Hong Kong has a serious waste problem

Hong Kong is running out of space to stash its trash. Over the last 30 years, municipal solid waste (MSW) – waste from households, public areas, shops, restaurants, offices and factories – has increased by 80% whilst the city’s population has grown by 36%. The average Hongkonger now throws away over 30% more than before. Currently, just over one third of the MSW generated is recovered for recycling, but the rest ends up at the landfills. A staggering 15,102 tonnes1 of solid waste was sent to landfills for disposal every day in 2015. At this rate, our landfills will be exhausted by 20202.

The government plans to introduce waste charging

Recognising this urgent problem, the Hong Kong Government published its Blueprint for Sustainable Use of Resources in 2013, which outlined a suite of proposed policies and measures to reduce waste, promote recycling and invest in additional waste treatment infrastructure. The Government’s overall target to reduce the daily per capita MWS disposal rate by 40% to 0.8kg by 2022 from 1.27kg in 2011. A chief component of this plan is the much-debated MSW charging scheme, which will be tabled for discussion by the Legislative Council (LegCo) later this month.

Putting a price on waste has proven a highly effective driver for behavioural change and waste reduction. Taipei City and South Korea both saw significant reductions in waste generated once volume-based waste fees were introduced. Similar success can be seen in Hong Kong with the 60% reduction in construction waste and 25% drop3 in the number of plastic shopping bags sent to the landfills after implementation of their respective charges.

Waste disposal rates in Hong Kong, Taipei City and South Korea (per capita)

* * * * * * * * *

#### GIVEN INSTRUCTION A:
According to the article on Hong Kong's waste, why should charging for waste help cut the amount thrown away?

Records
* * * * * * * * *

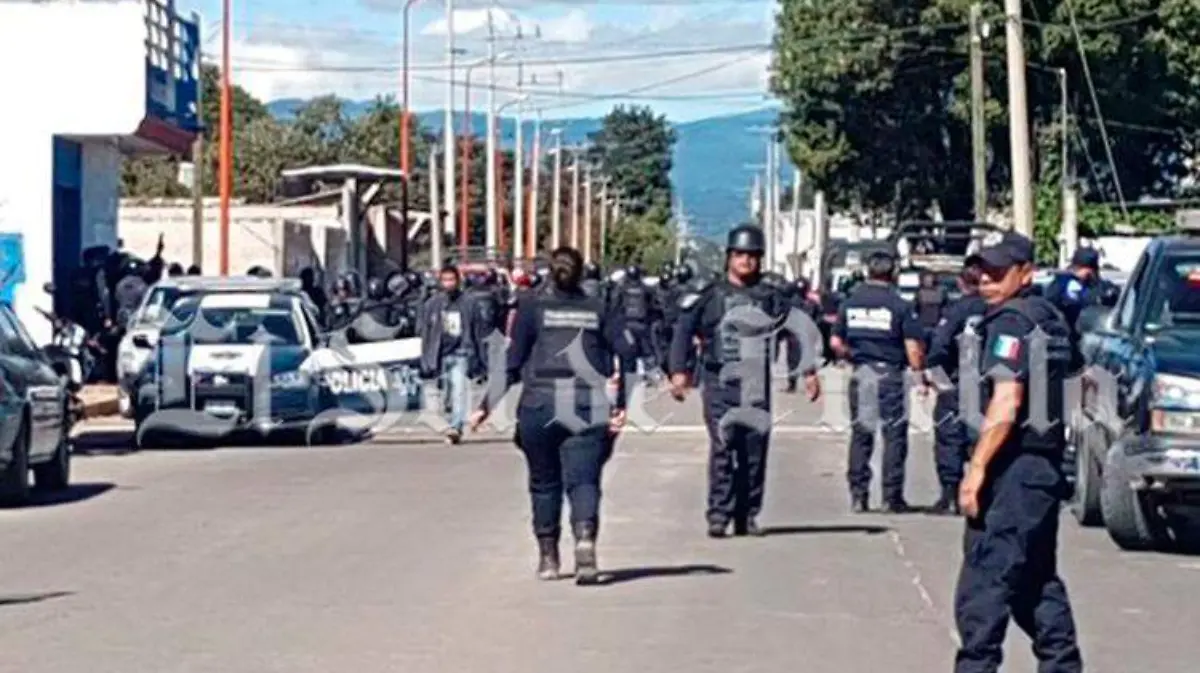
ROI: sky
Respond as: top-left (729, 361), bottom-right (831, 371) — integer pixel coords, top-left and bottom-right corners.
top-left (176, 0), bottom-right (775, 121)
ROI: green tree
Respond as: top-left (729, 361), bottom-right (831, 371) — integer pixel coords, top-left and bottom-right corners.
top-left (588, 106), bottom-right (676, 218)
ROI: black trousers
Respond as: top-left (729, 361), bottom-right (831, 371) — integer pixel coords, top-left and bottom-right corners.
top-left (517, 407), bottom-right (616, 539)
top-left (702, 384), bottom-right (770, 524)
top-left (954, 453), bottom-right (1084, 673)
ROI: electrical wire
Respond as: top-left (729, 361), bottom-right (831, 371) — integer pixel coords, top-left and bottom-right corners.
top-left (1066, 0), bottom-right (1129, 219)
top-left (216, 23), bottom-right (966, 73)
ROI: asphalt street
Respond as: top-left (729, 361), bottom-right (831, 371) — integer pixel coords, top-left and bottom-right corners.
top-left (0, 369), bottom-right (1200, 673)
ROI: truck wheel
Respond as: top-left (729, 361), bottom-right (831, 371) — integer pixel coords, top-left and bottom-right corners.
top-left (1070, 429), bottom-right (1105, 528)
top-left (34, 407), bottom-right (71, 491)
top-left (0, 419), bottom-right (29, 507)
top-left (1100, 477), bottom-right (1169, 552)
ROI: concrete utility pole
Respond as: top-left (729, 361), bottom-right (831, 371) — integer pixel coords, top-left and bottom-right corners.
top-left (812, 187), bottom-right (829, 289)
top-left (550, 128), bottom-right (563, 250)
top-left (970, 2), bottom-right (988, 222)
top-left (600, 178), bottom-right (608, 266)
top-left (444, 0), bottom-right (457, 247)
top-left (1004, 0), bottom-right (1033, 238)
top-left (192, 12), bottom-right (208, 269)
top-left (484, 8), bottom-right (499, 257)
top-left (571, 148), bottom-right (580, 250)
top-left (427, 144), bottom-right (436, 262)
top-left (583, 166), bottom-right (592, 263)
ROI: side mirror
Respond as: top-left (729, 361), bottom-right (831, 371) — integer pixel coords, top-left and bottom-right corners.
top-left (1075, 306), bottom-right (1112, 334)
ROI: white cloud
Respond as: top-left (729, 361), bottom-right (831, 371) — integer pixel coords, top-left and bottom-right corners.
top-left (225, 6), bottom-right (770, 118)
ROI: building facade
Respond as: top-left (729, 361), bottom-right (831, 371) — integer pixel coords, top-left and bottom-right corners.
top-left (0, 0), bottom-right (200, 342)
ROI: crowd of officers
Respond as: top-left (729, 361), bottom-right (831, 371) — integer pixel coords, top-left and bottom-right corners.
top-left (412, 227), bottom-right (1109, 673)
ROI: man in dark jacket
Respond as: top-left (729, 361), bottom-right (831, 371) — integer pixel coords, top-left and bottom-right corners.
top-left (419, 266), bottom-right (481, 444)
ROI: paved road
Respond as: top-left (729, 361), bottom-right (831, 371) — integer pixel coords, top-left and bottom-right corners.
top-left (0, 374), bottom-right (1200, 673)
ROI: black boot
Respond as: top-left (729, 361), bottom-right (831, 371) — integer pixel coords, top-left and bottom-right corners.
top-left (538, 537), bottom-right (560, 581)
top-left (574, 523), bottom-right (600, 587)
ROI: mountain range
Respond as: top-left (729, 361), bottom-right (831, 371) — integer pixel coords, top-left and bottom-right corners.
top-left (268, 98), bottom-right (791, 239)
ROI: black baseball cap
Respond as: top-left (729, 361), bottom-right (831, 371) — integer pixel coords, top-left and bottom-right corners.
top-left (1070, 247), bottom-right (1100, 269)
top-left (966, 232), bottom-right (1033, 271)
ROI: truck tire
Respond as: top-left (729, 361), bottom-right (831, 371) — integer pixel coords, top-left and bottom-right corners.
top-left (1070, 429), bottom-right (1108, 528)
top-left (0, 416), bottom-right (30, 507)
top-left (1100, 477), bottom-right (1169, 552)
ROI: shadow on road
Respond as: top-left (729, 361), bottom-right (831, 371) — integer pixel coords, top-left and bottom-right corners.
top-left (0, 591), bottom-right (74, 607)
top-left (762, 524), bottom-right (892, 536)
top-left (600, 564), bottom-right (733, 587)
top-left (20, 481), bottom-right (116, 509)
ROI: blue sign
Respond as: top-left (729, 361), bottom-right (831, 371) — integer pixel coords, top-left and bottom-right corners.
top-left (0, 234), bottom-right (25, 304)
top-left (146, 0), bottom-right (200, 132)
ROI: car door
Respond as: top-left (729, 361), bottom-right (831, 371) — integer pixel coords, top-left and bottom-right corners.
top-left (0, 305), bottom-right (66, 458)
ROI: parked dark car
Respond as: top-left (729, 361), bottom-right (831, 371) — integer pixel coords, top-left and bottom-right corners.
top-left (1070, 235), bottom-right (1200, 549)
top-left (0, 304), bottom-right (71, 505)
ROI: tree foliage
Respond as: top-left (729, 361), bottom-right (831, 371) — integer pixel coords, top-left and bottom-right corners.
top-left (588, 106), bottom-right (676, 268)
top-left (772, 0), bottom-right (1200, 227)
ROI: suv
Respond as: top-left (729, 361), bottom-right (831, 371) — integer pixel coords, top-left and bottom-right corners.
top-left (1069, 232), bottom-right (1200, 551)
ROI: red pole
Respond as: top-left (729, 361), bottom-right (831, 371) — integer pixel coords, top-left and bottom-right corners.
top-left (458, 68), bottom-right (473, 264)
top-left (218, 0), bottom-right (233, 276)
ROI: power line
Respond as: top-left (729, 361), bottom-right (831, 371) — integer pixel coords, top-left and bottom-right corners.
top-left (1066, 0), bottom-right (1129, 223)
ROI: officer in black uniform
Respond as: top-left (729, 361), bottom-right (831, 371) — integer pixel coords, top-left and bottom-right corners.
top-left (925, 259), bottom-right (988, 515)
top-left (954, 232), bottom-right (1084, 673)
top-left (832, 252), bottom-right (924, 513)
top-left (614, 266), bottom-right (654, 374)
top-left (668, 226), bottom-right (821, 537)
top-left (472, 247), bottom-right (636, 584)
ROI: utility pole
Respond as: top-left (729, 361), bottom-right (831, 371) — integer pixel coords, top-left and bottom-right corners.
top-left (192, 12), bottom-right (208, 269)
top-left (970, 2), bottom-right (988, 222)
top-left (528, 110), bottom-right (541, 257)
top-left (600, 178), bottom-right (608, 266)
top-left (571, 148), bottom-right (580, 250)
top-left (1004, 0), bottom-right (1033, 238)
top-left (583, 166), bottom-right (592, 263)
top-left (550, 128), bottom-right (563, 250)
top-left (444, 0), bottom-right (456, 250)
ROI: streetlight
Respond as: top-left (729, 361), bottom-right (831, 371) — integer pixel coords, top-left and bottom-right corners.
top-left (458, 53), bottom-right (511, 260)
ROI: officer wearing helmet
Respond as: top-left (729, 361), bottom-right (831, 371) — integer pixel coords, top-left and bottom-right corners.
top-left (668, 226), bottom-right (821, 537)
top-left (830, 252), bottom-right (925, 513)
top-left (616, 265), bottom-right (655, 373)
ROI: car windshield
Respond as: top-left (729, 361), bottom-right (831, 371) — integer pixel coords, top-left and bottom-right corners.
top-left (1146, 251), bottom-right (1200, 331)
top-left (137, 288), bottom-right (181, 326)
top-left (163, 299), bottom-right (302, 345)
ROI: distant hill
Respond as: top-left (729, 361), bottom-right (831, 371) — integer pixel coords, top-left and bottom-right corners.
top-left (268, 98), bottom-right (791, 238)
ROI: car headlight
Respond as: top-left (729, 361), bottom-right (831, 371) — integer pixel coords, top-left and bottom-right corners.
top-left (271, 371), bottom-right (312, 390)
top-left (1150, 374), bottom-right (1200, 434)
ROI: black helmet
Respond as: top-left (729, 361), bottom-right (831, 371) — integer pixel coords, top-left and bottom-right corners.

* * * * * * * * *

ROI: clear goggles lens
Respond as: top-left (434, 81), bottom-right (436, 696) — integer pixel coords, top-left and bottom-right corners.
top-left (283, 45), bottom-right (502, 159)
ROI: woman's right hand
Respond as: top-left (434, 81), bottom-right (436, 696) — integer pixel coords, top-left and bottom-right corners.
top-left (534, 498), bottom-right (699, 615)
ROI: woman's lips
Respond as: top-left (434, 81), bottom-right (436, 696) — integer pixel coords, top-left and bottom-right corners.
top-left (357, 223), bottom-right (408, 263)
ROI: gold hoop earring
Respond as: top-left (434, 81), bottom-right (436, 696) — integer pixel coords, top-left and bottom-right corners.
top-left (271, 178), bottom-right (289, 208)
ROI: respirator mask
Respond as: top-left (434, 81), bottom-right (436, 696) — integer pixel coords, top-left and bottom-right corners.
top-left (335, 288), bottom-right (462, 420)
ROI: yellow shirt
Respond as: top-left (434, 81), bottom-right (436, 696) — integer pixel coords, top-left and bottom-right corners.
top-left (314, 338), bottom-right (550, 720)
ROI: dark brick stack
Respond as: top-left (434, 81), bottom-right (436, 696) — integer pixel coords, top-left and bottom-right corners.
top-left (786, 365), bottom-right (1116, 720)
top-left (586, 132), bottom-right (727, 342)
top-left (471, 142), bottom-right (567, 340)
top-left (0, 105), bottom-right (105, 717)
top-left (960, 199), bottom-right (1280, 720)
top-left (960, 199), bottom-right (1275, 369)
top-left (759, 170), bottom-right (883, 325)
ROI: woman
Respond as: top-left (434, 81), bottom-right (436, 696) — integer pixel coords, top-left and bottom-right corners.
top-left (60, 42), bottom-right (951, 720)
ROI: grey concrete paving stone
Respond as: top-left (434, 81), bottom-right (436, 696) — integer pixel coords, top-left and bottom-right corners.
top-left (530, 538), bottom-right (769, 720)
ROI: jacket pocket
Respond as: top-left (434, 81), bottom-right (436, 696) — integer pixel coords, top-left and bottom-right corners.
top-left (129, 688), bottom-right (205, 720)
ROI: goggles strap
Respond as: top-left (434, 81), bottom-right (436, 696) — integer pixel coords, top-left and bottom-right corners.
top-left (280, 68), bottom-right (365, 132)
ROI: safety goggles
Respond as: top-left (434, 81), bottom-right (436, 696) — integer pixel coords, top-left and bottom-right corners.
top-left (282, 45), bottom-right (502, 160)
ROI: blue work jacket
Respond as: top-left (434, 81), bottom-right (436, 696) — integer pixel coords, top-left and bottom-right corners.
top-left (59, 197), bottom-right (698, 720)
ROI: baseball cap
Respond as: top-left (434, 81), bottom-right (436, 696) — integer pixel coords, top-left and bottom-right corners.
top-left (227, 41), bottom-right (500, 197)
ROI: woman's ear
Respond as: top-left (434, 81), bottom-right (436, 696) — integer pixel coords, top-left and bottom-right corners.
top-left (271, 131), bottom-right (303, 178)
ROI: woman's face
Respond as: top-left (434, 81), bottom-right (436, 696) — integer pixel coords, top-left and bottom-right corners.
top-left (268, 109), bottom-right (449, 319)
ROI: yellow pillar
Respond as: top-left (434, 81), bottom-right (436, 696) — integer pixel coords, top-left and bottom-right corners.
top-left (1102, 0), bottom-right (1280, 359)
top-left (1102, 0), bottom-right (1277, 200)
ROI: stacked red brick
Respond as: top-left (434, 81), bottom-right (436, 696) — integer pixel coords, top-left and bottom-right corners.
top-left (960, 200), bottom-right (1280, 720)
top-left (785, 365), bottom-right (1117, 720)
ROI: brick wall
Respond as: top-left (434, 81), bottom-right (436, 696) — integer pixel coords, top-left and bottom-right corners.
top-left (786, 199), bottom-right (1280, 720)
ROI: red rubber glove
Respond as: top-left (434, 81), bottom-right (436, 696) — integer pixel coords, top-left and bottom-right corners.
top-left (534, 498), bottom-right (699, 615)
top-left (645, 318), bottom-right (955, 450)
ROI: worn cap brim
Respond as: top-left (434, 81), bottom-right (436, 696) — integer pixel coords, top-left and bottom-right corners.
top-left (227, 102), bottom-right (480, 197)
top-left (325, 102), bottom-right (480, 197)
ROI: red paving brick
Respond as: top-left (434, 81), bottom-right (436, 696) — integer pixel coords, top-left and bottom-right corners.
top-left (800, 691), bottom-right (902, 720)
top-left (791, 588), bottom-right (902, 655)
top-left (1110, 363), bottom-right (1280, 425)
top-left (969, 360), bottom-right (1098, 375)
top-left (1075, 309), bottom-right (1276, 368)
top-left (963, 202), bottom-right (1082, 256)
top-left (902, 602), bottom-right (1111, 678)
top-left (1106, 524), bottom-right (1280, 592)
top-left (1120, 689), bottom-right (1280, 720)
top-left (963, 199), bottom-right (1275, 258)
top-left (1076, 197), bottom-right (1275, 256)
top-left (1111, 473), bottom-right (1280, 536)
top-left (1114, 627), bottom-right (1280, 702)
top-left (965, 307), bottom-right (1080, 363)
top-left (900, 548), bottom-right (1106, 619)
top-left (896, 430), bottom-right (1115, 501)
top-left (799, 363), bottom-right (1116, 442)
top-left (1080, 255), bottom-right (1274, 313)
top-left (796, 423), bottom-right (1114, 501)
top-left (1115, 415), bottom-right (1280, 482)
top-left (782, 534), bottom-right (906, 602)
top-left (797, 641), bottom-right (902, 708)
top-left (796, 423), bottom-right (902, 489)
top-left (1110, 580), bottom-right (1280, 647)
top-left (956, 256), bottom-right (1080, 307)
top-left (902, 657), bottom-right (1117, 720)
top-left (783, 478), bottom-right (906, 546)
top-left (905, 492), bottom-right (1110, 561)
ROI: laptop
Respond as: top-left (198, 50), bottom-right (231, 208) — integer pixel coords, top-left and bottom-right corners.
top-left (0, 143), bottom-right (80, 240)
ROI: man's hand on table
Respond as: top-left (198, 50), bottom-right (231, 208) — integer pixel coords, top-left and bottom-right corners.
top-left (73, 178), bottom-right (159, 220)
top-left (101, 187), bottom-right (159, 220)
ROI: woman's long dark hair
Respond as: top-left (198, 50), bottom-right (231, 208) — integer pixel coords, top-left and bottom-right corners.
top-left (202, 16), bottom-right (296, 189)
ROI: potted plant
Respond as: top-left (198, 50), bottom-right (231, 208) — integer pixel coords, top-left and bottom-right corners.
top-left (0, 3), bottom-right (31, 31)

* * * * * * * * *

#### GIVEN INSTRUCTION B:
In the rows, take the lines starting with the line with "ROI: stacked red brick" and going on through the line with "top-left (786, 199), bottom-right (1280, 720)". Write them out again with "brick wall" changed to "brick facade" and everything else left as it is.

#### WRITTEN REPLY A:
Putting a price on waste has proven a highly effective driver for behavioral change and waste reduction. Taipei City and South Korea both saw significant reductions in waste once volume-based fees were introduced. In Hong Kong, construction waste fell by 60% and plastic shopping bags sent to landfills dropped by 25% after their respective charges began.

#### WRITTEN REPLY B:
ROI: stacked red brick
Respond as: top-left (434, 81), bottom-right (436, 696) — integer pixel coords, top-left and bottom-right corners.
top-left (960, 200), bottom-right (1280, 720)
top-left (785, 365), bottom-right (1117, 720)
ROI: brick facade
Respond as: top-left (434, 81), bottom-right (436, 696) — integer pixel coords, top-left and bottom-right corners.
top-left (786, 199), bottom-right (1280, 720)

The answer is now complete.